• **WHAT THIS TASK INVOLVES**: Beginning with the line containing "Exercise. Mark the choppy" and ending with the last line of the entries below, copy each line exactly and nothing else.
=====
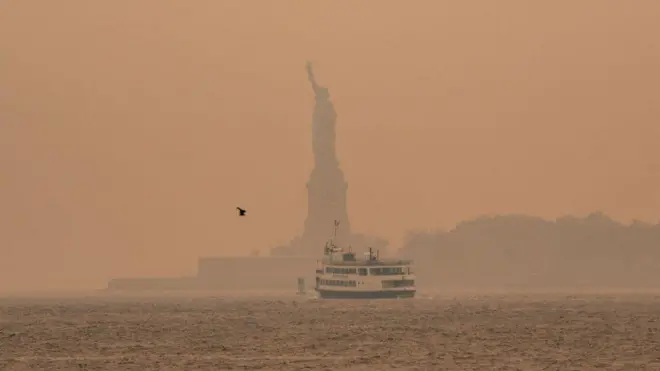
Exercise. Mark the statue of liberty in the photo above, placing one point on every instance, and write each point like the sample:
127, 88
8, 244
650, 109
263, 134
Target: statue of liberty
323, 124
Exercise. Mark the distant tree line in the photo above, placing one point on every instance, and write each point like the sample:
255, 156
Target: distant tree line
518, 251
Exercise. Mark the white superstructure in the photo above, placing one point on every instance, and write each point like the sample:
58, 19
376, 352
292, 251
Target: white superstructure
342, 275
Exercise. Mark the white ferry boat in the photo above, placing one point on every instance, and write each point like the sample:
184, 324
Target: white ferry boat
341, 275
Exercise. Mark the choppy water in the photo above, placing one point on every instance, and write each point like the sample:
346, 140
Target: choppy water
294, 333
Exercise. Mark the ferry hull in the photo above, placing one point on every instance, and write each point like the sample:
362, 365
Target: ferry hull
332, 294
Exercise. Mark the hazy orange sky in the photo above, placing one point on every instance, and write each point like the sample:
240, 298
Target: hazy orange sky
130, 130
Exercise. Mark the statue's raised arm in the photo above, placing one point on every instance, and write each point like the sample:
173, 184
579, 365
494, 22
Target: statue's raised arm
321, 92
310, 76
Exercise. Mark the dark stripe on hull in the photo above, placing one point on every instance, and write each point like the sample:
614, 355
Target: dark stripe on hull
330, 294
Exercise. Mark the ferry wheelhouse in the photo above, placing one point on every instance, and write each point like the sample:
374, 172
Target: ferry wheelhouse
341, 275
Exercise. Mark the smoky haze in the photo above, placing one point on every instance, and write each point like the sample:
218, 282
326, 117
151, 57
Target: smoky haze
130, 131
=====
• **RESPONSE TO THIS EXERCISE**:
Exercise. Mark the choppy water in the photo above, placing one point on every instance, and write each point like the sample:
346, 140
Target: choppy water
294, 333
Exercise. Mark the ferry hull in the photo above, placing one point on every instance, and write each point like the sample:
362, 365
Target: ferry hull
332, 294
Exercise. Mark the hazy orange sky in the photo above, placing one point on every instance, and write each point like the sample:
240, 298
Target: hazy orange sky
130, 130
Exercise. Mark the statue's raised arm in the photo above, placing one point on every instance, and write each point like the sample:
173, 184
579, 365
494, 22
Target: statue's raised arm
321, 92
310, 76
Exercise. Mark the dark stripe on hull in the photo above, placing one point on every instance, and write each point like the sample:
614, 355
Target: dark stripe on hull
330, 294
Exercise. Mark the ferry wheelhouse in the photo above, placing one point on every instance, and write each point like the sample:
374, 172
Target: ferry wheelhouse
341, 275
Exercise. Mark the smoky haze in the photo above, placing one point on every instance, and write each point like the sample:
218, 282
326, 117
151, 57
Target: smoky haze
130, 131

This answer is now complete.